-- begin Given text --
Re: [tor-dev] Proposal: Merging Hidden Service Directories and Introduction Points

27 Jul 2015


      On Thu, Jul 23, 2015 at 11:56 PM, isis <isis@torproject.org> wrote:
...
Aaron Johnson transcribed 2.1K bytes:
...
...
...
That seems easy to fix. Make the number of Introduction Points the same
as it was before and make them be selected in a bandwidth-weight
way. There is no cost to this. You need IPs to be online, and so
whatever number was used in the past will yield the same availability
now. And bandwidth-weighting should actually improve both performance
and security.
Is it obvious how to build a bandwidth-weighted DHT that is stable
across changes in the consensus?  One advantage of using the hash ring
is that the loss of an HSDir causes only local changes in the
topology, so if the client is using a different version of the
consensus they can still locate one of the responsible HSDirs.  (Note:
I do not claim this cannot be done; it just seems like an important
detail to sort out…)
-- end Given text --
-- begin Material supplied --
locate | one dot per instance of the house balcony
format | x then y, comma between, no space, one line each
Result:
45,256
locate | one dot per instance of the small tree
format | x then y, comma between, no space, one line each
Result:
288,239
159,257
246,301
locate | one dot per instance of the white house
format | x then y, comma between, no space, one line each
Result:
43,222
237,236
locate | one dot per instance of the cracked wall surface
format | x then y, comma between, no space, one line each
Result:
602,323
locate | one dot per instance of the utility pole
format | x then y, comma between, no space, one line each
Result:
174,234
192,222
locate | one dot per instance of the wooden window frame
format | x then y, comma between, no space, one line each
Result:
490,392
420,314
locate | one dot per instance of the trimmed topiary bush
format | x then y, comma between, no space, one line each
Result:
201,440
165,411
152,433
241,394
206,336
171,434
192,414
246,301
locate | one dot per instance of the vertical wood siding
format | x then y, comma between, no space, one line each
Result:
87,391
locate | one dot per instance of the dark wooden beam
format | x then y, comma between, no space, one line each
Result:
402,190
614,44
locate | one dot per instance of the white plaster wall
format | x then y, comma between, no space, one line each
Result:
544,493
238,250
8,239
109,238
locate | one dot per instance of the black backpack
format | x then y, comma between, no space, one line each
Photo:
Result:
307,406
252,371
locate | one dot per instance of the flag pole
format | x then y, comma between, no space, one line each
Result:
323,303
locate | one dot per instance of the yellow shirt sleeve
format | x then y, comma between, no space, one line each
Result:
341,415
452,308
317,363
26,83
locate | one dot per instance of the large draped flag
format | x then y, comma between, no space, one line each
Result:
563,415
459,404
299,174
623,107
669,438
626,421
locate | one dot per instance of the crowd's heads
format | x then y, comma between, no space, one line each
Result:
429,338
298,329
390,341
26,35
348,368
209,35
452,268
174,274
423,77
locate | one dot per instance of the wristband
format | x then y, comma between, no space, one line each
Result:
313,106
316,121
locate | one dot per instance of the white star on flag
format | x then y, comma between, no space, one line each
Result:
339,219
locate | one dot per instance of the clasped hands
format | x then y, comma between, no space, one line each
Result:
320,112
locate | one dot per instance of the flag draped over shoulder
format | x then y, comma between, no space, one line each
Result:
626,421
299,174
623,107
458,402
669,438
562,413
-- end Material supplied --
# [Goals]
**a)** In the Tor forum post, copy everything from "That seems easy" down to "and security.", replacing "availability" with "reliability".
**b)** The Tor forum post names one advantage of using the hash ring. What is it?

# [Responses per task]
**a)**
That seems easy to fix. Make the number of Introduction Points the same
as it was before and make them be selected in a bandwidth-weight
way. There is no cost to this. You need IPs to be online, and so
whatever number was used in the past will yield the same reliability
now. And bandwidth-weighting should actually improve both performance
and security.

**b)** The loss of an HSDir causes only local changes in the topology.